The event of all the preceding fevers (intermittent excepted) is terminated with precipitancy in a few days, or, at the utmost, a few weeks in recovery, in death, or in some other disease. The predictions in fevers, and indeed in all diseases, should be deduced from the comparative mortality at different ages; the comparative mortality by different fevers; the symptoms peculiar to each genus, whether ominous or propitious; and the general symptoms applicable to an intire group or class. These enrich medicine with a rudder, compass and quadrant: in them consist the tactick and the sublime of medical divination. We have already treated of the three former, and have now only to add the general febrile predictions.
It is foreign to my plan, to squander time or words, in eulogy or censure of those elaborate treatises on the pulse and urine, and their presumed extensive application to the diagnostick and prognostick of diseases. Of strength and weakness, hardness and softness, fulness and inanition, slowness, celerity, velocity, saliency, intermission, irregularity, and a few other distinctions of the circulation and arterial pulsation, we are competent judges; and of the measurement of velocity to a still greater nicety with the stop-watch. But, with all due reverence to Galen and his copyists, down to De Bordeu, in discriminating the multitude and variety, if I may be permitted the expression, of complicated tones, combinations, divisions, subdivisions, chromaticks and chords in the arterial vibrations, we confess the bluntness and incapacity of our tangible organs. We have still fewer scruples to disclaim that affected sagacity and alchymistical intuition, of forming auguries from the urine; from its innumerable shades, intermixtures, pellicles, precipitation, and sediment. This is, even in our time, one of the decoys in vaticination to inveigle the ignorant and credulous; the stale manœuvres and chiromancy of vagabond empiricism and imposture.

Required actions:
1. Answer these from the passage on fever prognosis:
(a) Which three instruments do the predictions give medicine, according to the passage?
(b) With what device can the velocity of the pulse be measured to a still greater nicety?
(c) Down to whom does the author extend Galen's copyists?
2. Carry on the passage on fever prognosis, starting after its last sentence.
The data that follow come from a separate source and have no connection to the passage on fever prognosis.

Listed records:

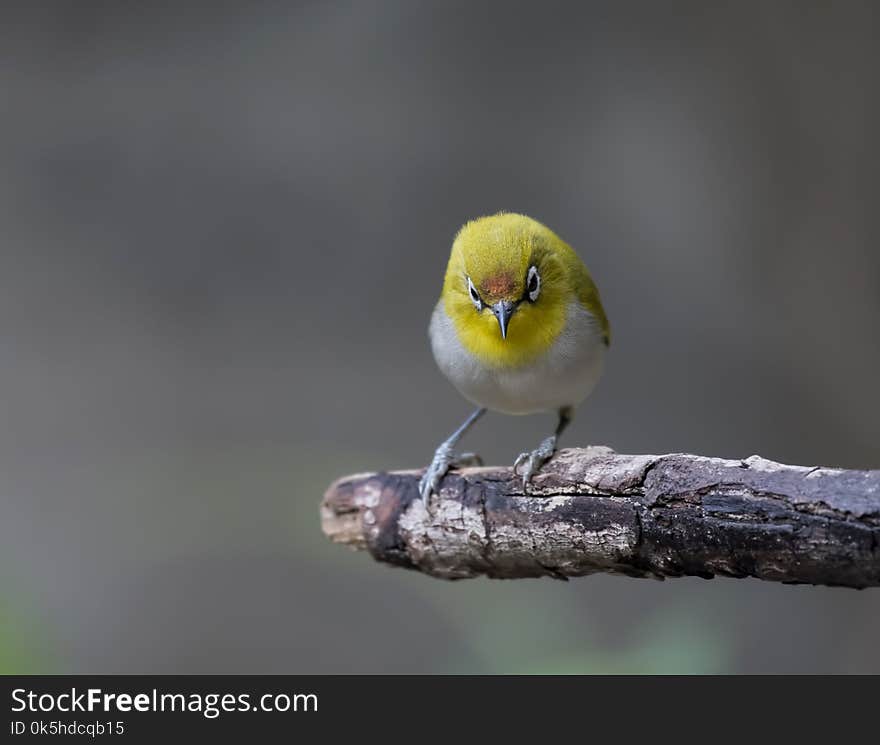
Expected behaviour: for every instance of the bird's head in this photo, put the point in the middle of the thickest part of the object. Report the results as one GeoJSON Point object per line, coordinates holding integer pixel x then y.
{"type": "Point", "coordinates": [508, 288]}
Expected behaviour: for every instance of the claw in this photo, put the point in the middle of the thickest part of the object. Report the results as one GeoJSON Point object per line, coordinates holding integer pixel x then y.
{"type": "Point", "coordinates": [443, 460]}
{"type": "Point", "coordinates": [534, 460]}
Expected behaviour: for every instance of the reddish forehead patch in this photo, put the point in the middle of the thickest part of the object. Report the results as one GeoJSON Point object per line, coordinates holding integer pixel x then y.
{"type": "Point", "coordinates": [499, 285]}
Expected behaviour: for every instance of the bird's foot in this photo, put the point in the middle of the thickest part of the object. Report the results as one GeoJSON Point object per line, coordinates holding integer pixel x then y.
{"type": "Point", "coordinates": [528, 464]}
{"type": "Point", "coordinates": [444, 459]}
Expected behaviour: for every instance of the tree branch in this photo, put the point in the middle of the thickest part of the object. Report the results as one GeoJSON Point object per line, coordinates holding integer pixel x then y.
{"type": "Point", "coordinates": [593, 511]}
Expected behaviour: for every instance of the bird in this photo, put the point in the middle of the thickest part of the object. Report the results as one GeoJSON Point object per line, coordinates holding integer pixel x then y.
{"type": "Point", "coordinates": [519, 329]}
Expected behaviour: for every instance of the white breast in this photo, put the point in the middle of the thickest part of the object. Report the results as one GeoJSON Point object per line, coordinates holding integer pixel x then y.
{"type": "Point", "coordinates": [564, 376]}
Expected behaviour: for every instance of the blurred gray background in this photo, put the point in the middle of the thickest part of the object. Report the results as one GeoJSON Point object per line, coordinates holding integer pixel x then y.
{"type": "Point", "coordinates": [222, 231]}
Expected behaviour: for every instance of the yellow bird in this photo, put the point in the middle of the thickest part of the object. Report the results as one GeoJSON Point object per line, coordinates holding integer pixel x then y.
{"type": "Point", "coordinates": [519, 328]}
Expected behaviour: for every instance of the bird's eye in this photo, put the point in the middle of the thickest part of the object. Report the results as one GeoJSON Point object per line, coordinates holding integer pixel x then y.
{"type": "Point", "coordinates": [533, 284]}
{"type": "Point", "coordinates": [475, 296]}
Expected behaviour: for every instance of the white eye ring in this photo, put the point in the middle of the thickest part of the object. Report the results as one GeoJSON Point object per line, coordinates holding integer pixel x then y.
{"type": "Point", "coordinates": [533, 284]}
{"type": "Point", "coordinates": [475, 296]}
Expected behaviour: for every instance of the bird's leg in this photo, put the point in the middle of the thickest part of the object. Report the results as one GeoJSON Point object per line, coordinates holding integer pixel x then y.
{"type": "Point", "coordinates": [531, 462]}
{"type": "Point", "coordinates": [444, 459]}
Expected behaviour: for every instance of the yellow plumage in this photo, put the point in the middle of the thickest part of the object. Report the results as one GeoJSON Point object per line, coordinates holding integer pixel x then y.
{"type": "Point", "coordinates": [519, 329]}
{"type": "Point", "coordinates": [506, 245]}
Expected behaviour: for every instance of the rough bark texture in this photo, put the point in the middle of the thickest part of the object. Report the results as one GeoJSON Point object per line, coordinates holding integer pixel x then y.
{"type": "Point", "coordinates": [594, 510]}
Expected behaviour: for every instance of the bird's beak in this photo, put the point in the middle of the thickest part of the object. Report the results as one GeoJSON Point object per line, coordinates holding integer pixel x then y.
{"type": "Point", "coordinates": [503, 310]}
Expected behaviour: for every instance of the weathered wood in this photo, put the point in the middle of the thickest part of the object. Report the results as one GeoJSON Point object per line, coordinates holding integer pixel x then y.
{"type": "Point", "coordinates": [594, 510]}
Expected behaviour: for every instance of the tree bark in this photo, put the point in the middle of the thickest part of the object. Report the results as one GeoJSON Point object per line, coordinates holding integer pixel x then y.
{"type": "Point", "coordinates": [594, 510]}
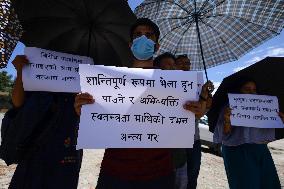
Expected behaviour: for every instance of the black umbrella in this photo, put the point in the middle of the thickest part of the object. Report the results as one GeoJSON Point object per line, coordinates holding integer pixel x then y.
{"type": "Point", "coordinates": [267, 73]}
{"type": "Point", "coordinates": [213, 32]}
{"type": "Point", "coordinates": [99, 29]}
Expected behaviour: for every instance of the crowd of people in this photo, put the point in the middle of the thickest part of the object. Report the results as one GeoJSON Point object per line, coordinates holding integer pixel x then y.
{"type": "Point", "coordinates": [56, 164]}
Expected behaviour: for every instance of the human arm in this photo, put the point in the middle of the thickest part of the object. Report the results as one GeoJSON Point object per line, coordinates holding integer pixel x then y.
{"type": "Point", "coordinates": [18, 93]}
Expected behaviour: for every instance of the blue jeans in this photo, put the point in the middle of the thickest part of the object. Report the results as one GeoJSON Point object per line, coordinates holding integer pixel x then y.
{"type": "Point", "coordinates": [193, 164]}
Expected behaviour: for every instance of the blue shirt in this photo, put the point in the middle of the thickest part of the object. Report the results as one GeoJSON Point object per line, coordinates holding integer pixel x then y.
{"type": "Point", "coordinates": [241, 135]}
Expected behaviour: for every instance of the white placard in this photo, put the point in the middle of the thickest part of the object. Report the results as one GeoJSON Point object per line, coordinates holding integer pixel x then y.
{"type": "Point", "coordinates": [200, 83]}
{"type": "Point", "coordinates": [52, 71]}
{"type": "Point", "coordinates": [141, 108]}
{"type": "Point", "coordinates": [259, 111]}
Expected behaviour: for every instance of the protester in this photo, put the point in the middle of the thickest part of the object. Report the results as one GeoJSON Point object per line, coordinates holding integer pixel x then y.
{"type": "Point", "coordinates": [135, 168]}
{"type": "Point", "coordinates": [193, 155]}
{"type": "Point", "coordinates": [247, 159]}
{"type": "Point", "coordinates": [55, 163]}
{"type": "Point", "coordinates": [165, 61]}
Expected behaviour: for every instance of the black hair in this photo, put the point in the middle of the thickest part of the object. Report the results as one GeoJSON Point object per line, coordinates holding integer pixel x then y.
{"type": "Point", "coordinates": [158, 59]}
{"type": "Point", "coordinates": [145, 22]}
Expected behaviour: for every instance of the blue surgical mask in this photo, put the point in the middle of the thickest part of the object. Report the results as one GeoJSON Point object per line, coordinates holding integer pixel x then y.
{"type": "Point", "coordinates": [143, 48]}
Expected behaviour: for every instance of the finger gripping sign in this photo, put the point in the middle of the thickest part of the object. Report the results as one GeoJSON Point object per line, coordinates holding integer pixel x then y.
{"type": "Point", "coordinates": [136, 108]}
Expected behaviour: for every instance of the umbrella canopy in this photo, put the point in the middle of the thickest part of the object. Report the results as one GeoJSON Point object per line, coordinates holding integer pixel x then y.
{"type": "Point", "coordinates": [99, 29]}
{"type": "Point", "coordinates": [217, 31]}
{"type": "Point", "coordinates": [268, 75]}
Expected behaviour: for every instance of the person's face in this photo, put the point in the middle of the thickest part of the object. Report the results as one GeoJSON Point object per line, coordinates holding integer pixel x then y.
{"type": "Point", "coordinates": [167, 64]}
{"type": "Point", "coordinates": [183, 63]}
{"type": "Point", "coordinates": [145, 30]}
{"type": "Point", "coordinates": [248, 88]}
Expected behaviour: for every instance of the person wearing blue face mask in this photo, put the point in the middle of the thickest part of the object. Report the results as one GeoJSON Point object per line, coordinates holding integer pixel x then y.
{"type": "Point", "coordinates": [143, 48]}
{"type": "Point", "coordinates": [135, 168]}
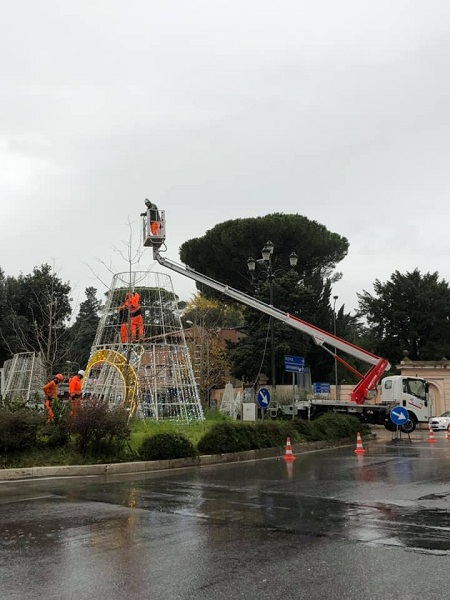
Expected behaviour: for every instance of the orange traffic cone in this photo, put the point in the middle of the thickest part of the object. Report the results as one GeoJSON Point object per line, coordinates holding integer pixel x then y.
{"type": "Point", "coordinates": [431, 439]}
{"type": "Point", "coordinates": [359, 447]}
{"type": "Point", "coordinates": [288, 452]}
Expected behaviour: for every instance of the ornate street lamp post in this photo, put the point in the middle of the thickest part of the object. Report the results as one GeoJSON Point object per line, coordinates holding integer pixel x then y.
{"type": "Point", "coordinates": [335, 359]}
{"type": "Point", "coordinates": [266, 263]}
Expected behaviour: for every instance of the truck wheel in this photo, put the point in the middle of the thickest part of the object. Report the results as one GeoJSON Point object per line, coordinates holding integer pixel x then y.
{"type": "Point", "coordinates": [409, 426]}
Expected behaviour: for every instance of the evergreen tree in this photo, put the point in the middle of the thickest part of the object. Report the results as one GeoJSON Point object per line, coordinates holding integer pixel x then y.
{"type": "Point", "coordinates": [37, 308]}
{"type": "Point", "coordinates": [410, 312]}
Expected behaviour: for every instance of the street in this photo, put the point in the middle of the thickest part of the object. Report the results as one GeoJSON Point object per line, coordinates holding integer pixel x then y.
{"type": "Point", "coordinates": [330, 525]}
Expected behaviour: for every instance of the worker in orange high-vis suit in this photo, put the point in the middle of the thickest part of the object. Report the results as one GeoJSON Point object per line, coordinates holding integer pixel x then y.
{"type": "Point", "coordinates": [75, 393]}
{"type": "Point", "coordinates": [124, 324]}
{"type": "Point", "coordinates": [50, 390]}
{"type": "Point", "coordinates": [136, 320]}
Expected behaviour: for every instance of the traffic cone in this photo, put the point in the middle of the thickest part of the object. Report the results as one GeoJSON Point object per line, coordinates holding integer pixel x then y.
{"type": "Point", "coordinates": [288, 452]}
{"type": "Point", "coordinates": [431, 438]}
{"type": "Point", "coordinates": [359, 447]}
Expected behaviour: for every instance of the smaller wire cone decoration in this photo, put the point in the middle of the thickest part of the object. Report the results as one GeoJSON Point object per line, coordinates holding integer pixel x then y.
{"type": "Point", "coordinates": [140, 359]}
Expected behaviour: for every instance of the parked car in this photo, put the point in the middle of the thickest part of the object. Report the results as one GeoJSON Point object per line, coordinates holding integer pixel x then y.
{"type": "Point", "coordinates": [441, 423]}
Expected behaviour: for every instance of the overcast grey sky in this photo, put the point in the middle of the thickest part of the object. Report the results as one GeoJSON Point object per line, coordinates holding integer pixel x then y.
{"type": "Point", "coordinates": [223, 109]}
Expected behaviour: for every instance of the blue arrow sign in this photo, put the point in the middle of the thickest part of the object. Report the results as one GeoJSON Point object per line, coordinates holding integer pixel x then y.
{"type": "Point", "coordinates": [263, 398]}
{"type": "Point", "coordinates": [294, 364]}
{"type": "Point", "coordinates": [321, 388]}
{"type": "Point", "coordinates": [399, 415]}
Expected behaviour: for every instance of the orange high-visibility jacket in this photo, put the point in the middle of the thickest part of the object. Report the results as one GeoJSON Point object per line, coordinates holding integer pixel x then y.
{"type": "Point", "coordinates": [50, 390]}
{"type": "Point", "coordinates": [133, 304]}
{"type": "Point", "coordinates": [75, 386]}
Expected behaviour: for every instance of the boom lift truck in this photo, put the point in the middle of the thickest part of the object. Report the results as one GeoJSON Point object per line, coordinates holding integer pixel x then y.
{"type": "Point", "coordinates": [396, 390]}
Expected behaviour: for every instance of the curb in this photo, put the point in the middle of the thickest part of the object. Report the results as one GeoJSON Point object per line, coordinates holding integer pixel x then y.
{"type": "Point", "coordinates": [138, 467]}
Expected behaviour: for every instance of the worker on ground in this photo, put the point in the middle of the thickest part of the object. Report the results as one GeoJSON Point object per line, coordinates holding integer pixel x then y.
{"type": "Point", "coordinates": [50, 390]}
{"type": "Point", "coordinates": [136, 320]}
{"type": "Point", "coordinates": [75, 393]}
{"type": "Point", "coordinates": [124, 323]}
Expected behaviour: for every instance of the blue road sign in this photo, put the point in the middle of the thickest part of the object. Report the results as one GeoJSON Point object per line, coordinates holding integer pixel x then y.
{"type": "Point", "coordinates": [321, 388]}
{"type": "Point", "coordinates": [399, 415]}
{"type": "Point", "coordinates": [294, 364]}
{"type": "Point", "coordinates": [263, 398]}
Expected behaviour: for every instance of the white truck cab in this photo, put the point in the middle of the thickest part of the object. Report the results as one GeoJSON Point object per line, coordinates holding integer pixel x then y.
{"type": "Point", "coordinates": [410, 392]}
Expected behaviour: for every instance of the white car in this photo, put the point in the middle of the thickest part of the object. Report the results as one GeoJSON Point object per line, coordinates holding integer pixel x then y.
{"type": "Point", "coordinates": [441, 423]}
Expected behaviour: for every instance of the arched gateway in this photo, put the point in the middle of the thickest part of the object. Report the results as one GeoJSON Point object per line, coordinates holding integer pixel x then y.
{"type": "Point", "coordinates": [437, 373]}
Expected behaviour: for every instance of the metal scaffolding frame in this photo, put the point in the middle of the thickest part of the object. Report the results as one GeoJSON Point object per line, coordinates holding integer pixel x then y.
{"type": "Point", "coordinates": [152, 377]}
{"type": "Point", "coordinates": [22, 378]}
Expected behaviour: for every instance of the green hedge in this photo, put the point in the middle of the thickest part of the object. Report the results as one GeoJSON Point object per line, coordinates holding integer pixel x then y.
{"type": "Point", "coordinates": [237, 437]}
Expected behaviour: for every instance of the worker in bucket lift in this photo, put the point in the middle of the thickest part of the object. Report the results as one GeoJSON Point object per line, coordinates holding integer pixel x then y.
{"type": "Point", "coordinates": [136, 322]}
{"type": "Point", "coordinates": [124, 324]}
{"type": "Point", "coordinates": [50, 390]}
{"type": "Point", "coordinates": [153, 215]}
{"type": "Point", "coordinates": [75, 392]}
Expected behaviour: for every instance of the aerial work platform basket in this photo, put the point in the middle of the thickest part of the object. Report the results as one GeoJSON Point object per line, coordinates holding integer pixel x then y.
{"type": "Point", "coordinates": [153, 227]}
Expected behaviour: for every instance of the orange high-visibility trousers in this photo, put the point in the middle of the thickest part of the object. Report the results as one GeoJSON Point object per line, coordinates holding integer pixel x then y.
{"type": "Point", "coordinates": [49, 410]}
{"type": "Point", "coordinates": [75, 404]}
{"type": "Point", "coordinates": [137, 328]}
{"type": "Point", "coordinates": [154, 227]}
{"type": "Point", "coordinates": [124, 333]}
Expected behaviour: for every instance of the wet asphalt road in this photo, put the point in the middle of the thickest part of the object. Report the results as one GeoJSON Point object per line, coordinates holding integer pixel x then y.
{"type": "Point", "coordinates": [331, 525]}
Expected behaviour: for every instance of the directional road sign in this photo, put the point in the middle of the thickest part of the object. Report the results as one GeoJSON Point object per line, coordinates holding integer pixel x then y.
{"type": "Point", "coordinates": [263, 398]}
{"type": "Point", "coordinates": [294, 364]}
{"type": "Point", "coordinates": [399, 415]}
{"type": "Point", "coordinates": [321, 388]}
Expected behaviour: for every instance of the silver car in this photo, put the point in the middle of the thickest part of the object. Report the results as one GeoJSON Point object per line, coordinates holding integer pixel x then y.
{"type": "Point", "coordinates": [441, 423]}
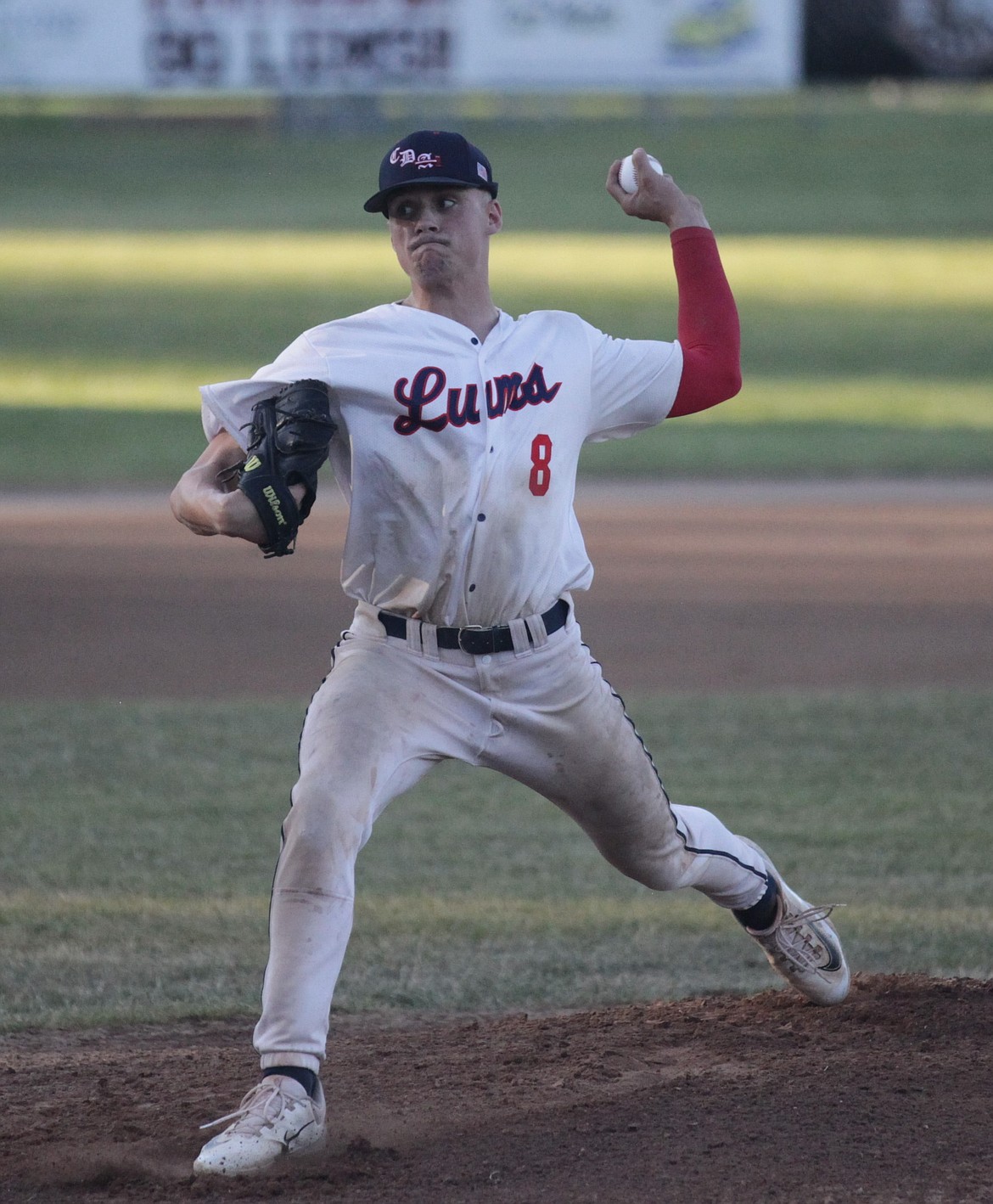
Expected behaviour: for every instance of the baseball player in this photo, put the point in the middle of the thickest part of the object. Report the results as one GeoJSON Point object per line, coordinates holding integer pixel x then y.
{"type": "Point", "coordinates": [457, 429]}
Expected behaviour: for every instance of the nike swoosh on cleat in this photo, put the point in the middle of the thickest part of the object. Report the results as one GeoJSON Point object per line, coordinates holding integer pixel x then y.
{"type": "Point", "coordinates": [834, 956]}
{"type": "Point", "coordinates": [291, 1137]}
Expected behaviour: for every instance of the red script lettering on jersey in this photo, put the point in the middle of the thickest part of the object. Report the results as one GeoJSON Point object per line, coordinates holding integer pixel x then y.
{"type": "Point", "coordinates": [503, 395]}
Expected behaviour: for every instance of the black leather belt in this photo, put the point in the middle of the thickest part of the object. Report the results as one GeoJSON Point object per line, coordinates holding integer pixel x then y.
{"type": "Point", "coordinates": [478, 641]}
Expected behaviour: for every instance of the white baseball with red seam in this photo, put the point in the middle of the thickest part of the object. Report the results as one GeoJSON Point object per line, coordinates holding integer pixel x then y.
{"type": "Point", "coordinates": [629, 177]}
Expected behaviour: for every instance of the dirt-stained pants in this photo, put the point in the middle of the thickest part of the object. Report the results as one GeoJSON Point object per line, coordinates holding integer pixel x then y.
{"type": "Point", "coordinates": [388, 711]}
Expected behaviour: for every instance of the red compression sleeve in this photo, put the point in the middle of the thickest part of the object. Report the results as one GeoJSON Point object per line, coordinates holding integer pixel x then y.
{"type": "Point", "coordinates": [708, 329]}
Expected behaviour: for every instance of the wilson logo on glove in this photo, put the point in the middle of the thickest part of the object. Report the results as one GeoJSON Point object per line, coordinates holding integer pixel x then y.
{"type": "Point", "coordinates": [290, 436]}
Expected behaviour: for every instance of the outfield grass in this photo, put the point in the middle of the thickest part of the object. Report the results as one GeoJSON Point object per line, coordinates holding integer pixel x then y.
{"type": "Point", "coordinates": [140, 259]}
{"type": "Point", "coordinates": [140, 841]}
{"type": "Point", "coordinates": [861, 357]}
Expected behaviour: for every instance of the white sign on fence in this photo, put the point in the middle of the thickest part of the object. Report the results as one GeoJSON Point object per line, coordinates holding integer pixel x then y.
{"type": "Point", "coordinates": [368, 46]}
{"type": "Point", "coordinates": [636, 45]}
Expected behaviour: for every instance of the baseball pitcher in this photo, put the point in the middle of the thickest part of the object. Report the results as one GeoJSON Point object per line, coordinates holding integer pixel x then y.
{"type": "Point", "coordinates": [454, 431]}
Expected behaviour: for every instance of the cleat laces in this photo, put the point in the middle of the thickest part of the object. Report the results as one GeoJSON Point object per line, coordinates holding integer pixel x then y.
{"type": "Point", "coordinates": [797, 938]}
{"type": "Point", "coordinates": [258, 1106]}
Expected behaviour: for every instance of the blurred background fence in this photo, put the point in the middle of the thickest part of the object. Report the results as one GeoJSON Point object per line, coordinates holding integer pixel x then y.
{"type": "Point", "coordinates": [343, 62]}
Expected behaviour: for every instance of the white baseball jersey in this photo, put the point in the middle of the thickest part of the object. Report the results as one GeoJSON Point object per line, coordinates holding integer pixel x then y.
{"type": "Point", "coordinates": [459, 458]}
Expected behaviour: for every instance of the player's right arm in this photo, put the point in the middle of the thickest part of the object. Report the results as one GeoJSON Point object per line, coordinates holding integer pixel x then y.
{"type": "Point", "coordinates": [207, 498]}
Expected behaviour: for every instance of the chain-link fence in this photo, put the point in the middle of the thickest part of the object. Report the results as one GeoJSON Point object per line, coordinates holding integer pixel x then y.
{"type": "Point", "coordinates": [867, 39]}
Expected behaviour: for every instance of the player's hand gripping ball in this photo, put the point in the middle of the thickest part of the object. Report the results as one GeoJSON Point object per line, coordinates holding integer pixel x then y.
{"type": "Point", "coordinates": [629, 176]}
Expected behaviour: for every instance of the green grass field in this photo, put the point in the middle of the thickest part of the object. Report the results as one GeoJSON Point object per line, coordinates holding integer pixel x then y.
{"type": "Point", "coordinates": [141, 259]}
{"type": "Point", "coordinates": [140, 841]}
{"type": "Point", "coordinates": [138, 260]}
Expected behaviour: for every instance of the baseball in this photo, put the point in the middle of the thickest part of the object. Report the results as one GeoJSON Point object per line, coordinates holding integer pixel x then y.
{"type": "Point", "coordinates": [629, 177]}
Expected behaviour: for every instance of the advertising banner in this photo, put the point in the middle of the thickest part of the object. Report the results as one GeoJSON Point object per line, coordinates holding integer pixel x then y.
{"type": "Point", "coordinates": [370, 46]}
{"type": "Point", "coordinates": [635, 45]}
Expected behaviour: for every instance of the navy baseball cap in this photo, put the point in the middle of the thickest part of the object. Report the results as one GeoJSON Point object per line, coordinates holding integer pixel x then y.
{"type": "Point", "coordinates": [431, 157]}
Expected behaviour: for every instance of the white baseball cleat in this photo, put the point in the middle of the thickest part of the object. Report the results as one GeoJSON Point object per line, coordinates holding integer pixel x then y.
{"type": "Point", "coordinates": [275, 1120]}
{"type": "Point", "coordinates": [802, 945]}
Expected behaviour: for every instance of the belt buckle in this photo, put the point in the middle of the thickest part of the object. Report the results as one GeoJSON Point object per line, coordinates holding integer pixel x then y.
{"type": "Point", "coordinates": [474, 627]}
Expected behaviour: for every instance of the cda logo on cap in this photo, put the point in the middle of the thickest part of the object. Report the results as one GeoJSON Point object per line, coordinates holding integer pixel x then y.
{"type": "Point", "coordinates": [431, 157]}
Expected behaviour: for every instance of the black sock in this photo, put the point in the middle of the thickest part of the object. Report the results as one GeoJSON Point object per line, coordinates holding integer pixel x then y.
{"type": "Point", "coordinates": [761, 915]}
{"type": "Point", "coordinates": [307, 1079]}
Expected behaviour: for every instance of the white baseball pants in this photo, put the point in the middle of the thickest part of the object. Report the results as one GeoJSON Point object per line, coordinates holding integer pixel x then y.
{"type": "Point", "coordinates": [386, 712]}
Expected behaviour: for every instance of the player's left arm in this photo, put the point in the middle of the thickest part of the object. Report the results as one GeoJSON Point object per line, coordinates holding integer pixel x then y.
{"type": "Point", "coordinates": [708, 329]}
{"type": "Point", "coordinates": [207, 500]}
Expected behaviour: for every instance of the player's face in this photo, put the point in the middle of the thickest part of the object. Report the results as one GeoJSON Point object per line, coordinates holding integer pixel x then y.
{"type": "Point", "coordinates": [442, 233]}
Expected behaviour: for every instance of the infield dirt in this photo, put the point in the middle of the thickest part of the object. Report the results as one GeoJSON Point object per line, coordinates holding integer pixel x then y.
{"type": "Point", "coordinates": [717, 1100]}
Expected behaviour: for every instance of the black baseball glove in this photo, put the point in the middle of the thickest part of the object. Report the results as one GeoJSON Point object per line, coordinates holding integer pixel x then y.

Expected outputs:
1.
(a) A rudder, a compass and a quadrant.
(b) The stop-watch.
(c) De Bordeu.

2.
A few words will finish our general remarks on the pulse. From physiology, we know that the whole mass of blood is circulated round the body from the heart, its lever and center, to the circumference, and back again, in the space of a few minutes. But in the velocity of the crimson torrent and arterial pulsation, prodigious variations ensue from age, sex, constitution, peculiar temperament, climate, season, food, drink, mental passions, exercise, rest, sleep, waking, health, different diseases, and different periods of the day. It is therefore, singly, a precarious sign; and did time permit, there would be no difficulty in demonstrating the urine to be infinitely more fallible. From infancy to old age, the velocity of the blood decreases, and is one half slower: in the adult and middle age, between sixty and eighty pulsations every minute is the usual natural pace: the febrile pulse is marked at 96, and is sometimes spurred to 130 or 140; and in infants sometimes outstrips the divisions of time or accurate mensuration.
All fevers with dangerous symptoms may be termed malignant; but in general, this term is appropriated to fevers, intermittent, remittent, nervous, putrid, exanthematous, and also to some of those complicated with topical inflammation. General prognosticks of danger are indicated by a concatenation of few or many of the following symptoms, which may, in some degree, be transposed to the intire febrile class; and to the phlogistick order not yet surveyed: as the brain, lungs, abdominal viscera, and organs indispensible to life, much deranged: debility in the executive and legislative functions; or vital, natural, and animal: signs of putrefactions.